DOCUMENT EXTRACT =

The British withdrew from Lower Burma in February 1942. On 8 March 1942 the Japanese captured Rangoon, the capital city of Burma. Two days later on 10 March, the Japanese 55th Infantry Division started pursuing the departing British from Rangoon. These setbacks for the Allies in Burma caused a serious rupture in British-Australian relations. The Australian government had resisted great pressure from British prime minister Winston Churchill, who wanted the Australians to divert to Rangoon one of its two divisions that was returning from the Middle East, for the defence of Australia itself.

The Japanese had also gained a foothold in the petroleum-rich Dutch East Indies (Indonesia), which for decades was among the world’s biggest oil producing countries. The Dutch East Indies was designated by Tokyo as a vital target. Japan’s conquest of the Dutch East Indies was swift, as they advanced through its islands of Sumatra, Java and Celebes in late January, February and early March 1942. The Dutch East Indies’ capital city, Batavia (Jakarta), was taken by the Japanese on 5 March 1942. The Netherlands sued for peace 4 days later.

By the end of March 1942, Japan’s military had achieved each of its pre-war goals as outlined shortly before the attack on Pearl Harbor. After less than 4 months of fighting against the Western Allies, the Japanese had captured Hong Kong, British Malaya and Singapore, Thailand, Borneo, the Dutch East Indies, Guam and Wake Island, along with Rabaul on the island of New Britain in Papua New Guinea.

Coordinate annotation records

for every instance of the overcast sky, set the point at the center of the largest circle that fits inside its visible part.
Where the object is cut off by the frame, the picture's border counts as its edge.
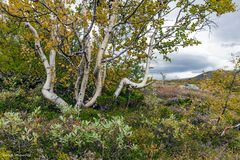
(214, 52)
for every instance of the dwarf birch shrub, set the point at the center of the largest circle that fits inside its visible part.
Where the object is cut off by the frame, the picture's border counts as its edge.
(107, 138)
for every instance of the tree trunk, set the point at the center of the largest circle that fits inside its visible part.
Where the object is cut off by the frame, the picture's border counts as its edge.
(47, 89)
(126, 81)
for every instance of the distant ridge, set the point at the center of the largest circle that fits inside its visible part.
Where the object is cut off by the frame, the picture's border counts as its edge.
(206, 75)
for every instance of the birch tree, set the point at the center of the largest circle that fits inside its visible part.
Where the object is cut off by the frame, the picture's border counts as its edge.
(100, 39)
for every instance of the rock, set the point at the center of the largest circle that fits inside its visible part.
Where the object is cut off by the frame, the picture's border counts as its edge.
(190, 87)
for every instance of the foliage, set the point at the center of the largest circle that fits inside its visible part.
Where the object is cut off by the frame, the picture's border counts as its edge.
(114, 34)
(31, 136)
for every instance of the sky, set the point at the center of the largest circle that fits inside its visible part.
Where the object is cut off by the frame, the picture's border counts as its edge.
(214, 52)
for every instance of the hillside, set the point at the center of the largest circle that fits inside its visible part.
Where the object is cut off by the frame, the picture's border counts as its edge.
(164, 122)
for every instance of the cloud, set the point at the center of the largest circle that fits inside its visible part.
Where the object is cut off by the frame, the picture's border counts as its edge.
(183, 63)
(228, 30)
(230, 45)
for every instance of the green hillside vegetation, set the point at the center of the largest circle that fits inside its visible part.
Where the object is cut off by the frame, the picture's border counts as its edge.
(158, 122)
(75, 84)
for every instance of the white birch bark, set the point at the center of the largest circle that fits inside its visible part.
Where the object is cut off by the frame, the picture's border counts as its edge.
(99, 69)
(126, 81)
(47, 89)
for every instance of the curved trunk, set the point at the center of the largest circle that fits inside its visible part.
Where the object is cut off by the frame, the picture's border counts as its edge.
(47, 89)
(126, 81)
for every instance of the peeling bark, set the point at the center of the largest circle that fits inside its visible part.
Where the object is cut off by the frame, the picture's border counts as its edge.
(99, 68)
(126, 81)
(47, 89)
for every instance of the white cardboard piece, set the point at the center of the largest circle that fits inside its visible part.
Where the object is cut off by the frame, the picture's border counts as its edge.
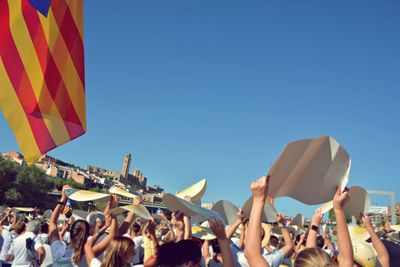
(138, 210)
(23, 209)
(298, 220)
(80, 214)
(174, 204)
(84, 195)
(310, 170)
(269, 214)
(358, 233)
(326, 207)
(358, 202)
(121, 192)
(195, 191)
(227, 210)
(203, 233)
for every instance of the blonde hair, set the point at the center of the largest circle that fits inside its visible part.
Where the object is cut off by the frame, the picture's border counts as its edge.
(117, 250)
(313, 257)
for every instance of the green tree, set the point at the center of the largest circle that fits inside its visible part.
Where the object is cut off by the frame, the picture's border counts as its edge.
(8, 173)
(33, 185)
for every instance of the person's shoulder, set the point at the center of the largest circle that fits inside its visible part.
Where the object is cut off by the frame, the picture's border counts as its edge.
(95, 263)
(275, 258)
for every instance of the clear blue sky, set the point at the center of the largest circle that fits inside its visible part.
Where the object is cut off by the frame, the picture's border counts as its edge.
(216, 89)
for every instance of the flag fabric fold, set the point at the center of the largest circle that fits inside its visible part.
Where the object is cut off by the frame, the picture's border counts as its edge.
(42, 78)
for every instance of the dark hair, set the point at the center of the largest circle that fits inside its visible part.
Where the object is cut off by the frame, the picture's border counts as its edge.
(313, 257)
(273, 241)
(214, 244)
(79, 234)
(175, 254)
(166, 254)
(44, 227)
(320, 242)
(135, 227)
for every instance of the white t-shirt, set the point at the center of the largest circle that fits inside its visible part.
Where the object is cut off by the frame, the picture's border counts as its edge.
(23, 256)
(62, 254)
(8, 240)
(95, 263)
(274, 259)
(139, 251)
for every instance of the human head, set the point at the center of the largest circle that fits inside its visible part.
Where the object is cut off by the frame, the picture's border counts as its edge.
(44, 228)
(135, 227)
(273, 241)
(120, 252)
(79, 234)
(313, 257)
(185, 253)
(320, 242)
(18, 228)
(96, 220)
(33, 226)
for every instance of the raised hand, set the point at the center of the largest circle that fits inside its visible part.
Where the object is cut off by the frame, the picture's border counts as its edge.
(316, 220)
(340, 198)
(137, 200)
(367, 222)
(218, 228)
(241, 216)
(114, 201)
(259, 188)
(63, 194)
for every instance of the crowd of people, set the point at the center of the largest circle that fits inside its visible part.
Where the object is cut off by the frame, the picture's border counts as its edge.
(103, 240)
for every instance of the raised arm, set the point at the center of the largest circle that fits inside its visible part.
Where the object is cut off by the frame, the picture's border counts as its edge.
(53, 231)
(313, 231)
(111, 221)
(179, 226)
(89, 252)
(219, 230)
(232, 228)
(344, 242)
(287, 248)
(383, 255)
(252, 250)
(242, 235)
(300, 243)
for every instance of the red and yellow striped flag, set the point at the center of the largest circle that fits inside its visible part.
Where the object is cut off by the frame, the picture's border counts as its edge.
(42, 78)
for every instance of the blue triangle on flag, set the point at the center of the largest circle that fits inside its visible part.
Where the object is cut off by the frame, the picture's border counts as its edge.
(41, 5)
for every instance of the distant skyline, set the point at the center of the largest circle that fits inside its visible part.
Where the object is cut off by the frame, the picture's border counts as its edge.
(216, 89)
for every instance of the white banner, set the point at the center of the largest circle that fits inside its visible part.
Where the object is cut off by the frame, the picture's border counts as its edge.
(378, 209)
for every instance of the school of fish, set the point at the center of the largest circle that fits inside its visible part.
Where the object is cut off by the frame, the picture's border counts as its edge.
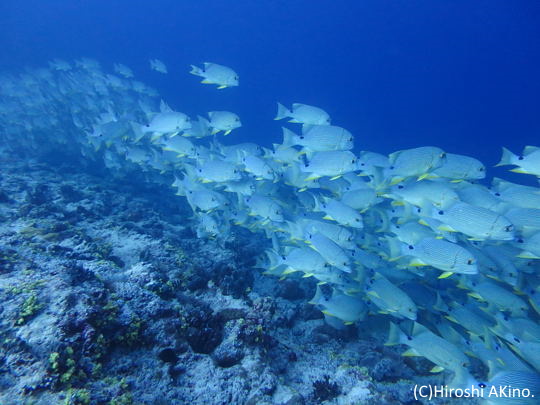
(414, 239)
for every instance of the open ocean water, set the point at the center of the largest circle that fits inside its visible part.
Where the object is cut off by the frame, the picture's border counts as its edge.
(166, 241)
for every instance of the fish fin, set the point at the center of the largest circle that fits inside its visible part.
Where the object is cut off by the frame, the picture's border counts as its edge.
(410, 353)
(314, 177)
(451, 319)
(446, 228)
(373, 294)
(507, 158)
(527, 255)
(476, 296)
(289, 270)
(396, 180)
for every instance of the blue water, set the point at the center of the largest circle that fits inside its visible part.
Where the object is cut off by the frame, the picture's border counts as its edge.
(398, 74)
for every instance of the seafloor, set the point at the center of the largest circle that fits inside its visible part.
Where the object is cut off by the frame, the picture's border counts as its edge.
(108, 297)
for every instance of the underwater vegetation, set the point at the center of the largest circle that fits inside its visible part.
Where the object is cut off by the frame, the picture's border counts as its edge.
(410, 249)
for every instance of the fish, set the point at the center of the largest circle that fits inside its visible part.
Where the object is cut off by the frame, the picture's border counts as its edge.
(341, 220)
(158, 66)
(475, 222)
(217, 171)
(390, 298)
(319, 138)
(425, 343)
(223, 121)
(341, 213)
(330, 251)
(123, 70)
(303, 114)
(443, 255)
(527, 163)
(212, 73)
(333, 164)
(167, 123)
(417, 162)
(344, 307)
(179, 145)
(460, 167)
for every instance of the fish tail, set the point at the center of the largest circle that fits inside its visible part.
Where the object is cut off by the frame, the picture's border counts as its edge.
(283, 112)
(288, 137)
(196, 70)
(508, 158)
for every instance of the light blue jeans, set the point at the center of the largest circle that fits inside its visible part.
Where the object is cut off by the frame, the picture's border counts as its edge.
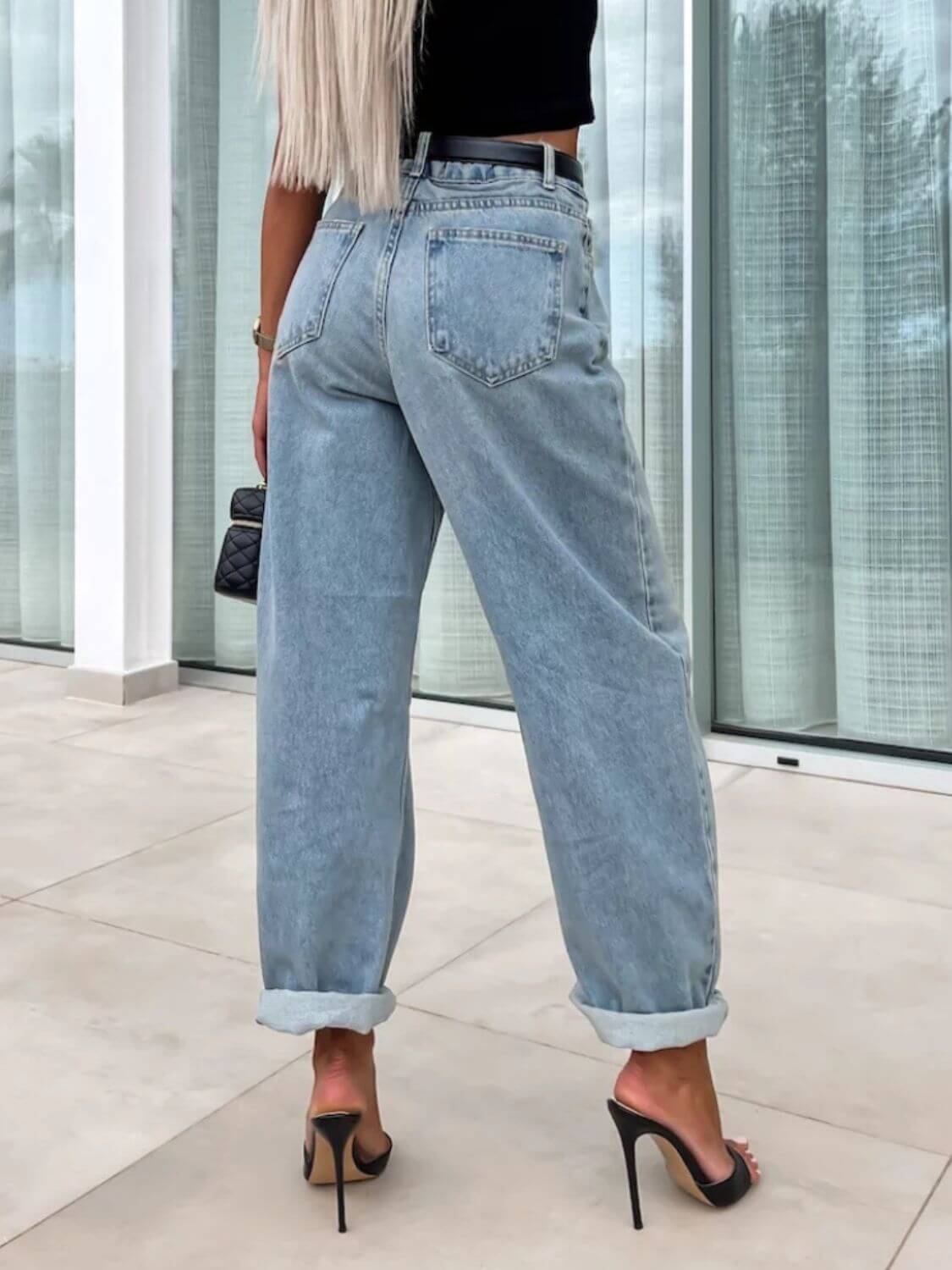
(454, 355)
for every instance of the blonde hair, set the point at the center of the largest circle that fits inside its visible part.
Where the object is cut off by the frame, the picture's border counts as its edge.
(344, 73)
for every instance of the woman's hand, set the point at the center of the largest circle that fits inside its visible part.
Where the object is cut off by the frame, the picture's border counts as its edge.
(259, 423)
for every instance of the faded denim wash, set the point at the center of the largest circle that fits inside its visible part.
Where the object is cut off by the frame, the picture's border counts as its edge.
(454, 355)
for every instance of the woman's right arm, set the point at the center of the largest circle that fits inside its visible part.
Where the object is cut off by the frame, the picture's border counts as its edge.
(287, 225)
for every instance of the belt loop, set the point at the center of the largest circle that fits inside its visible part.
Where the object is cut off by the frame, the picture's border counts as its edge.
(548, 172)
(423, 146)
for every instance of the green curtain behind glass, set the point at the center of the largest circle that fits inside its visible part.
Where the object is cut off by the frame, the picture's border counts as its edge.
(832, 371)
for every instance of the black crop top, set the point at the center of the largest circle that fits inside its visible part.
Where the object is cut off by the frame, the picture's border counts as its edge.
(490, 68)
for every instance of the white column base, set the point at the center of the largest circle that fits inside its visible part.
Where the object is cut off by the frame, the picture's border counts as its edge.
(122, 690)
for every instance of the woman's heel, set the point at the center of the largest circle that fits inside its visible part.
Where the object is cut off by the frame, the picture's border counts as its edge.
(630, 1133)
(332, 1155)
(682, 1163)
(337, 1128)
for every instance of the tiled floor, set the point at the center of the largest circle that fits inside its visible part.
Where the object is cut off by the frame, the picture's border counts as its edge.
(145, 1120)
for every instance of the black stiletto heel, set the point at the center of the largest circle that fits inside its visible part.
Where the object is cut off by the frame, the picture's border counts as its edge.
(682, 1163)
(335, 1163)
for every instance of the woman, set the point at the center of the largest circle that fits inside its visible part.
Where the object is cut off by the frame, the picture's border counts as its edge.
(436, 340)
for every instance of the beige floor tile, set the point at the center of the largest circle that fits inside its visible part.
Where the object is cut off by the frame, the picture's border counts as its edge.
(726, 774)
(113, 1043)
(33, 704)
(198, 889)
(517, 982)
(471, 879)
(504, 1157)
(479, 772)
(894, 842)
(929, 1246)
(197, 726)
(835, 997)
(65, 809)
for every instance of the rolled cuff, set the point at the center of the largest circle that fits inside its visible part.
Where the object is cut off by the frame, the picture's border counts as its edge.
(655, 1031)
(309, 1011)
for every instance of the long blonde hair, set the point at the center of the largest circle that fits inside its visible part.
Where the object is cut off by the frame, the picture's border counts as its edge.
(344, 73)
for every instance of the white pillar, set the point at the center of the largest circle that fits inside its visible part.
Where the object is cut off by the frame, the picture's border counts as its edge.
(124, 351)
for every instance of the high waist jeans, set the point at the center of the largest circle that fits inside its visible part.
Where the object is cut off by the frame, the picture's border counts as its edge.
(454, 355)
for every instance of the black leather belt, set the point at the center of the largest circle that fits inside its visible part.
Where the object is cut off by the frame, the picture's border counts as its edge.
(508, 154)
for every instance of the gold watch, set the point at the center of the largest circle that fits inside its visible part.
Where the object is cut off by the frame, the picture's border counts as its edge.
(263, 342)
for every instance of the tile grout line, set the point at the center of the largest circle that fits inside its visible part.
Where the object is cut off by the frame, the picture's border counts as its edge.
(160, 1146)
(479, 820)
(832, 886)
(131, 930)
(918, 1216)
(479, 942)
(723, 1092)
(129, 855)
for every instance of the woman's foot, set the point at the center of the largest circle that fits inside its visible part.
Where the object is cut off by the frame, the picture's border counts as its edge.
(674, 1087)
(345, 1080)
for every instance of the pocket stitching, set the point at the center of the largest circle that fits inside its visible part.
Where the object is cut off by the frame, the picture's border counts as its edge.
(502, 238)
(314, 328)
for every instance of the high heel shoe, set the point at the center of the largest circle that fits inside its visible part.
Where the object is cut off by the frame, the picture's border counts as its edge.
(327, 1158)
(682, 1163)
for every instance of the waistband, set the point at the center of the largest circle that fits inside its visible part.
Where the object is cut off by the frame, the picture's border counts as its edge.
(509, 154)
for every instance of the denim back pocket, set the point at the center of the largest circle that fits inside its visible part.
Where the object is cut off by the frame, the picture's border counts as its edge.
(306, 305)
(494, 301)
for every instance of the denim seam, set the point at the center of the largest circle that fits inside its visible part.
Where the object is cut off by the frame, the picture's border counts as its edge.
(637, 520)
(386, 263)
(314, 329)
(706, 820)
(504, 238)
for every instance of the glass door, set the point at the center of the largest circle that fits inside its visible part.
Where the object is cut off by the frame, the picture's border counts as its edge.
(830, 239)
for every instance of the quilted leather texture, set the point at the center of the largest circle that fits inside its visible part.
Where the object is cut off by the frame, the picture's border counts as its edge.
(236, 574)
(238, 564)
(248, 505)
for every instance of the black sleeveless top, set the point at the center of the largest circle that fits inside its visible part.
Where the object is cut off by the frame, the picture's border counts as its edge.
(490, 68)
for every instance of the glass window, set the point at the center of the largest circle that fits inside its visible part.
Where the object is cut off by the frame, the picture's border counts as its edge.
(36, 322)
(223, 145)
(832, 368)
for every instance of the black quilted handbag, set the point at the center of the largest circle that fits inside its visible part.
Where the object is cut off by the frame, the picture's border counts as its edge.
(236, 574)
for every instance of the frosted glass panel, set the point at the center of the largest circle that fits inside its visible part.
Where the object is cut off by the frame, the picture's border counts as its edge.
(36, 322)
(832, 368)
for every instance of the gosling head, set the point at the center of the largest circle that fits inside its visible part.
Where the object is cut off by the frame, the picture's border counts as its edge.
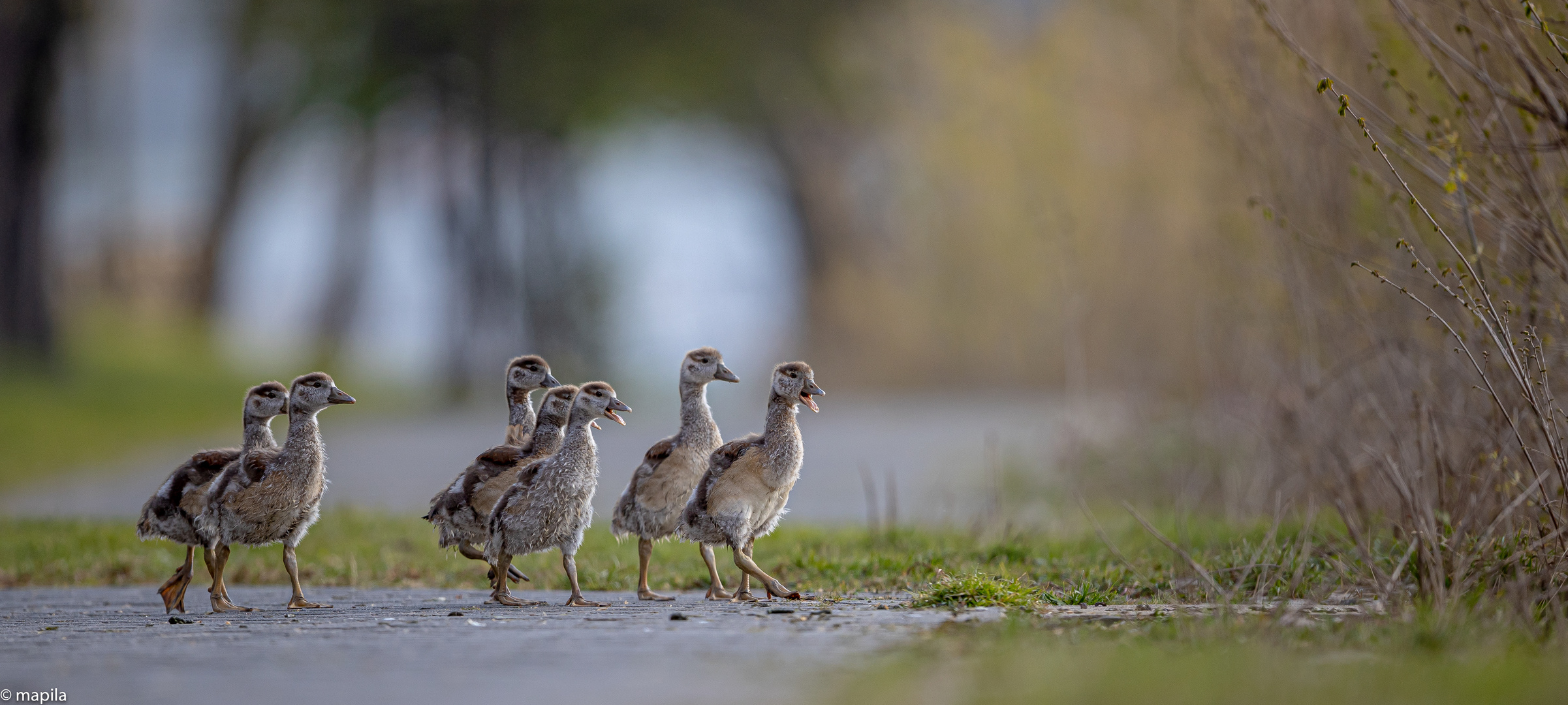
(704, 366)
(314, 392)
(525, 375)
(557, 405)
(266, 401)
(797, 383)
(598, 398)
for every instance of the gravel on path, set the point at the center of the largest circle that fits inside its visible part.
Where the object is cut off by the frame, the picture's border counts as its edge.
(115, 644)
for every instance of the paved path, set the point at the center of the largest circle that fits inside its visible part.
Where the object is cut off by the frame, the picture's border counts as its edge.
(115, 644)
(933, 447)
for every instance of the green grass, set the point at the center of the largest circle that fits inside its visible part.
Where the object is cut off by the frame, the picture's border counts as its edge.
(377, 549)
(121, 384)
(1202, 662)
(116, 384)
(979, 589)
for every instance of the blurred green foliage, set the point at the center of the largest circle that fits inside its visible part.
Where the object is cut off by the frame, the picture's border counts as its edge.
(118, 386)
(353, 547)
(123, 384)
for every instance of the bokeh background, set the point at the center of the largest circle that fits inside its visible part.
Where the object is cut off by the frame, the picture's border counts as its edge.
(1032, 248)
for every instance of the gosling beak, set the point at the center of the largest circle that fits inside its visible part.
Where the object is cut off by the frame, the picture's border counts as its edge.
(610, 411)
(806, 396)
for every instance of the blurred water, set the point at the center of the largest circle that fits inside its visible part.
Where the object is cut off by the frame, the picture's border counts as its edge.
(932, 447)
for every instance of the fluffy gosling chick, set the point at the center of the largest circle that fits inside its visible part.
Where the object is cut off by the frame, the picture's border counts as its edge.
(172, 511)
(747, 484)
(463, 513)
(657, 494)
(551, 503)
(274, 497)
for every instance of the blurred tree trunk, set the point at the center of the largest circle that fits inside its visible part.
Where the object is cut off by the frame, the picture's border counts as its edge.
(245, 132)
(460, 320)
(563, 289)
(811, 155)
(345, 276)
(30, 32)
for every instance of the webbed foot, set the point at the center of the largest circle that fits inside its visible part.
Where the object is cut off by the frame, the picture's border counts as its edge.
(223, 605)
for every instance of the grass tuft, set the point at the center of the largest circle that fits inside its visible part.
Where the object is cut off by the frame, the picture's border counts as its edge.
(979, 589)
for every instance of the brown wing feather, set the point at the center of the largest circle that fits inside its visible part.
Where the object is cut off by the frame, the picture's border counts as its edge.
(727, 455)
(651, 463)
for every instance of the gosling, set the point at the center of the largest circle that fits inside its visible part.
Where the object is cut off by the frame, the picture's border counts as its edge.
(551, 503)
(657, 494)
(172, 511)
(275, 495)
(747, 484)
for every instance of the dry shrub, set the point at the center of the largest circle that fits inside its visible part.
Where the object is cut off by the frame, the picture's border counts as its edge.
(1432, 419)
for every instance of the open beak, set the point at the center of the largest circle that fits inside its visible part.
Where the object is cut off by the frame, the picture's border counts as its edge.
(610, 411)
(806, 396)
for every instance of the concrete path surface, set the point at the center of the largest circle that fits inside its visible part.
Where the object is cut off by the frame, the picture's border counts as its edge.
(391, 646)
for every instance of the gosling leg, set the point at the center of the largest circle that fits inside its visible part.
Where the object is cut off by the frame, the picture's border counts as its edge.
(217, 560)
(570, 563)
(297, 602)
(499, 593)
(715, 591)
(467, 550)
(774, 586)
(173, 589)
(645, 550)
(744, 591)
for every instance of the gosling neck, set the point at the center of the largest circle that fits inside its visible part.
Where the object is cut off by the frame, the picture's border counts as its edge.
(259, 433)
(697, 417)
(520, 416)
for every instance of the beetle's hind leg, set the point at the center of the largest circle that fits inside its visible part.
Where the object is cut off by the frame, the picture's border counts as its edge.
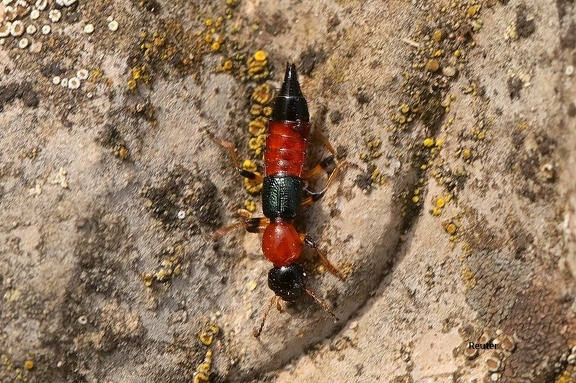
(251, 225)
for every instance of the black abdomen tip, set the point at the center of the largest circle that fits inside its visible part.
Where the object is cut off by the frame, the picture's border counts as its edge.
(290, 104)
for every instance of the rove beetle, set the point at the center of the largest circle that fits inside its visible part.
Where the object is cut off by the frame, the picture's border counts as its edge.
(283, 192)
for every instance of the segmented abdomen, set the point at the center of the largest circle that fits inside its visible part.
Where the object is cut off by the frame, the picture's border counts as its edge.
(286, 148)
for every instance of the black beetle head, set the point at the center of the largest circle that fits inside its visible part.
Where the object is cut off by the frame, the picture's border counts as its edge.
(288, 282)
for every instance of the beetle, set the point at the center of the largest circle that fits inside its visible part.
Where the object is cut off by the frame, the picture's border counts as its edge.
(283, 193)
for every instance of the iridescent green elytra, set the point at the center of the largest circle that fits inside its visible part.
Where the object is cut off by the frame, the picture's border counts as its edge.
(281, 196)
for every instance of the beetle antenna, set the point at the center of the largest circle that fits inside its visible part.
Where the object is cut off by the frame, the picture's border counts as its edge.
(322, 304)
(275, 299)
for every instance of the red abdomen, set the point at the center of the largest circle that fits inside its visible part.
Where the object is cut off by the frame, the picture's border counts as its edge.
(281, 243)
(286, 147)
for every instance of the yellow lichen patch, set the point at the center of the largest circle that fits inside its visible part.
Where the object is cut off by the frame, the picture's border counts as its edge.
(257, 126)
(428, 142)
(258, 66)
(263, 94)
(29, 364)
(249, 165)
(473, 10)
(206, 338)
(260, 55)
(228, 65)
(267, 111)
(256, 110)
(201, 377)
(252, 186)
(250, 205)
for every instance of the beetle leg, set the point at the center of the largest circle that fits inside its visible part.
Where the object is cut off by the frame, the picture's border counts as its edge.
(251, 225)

GIVEN REQUEST 1 = Write out the passage on Japan's 1942 advances from "By the end of" to "Papua New Guinea.".
GIVEN REQUEST 2 = According to the passage on Japan's 1942 advances, on what date did the Japanese capture Rangoon?

EXERCISE ANSWER 1 =
By the end of March 1942, Japan’s military had achieved each of its pre-war goals as outlined shortly before the attack on Pearl Harbor. After less than 4 months of fighting against the Western Allies, the Japanese had captured Hong Kong, British Malaya and Singapore, Thailand, Borneo, the Dutch East Indies, Guam and Wake Island, along with Rabaul on the island of New Britain in Papua New Guinea.

EXERCISE ANSWER 2 = 8 March 1942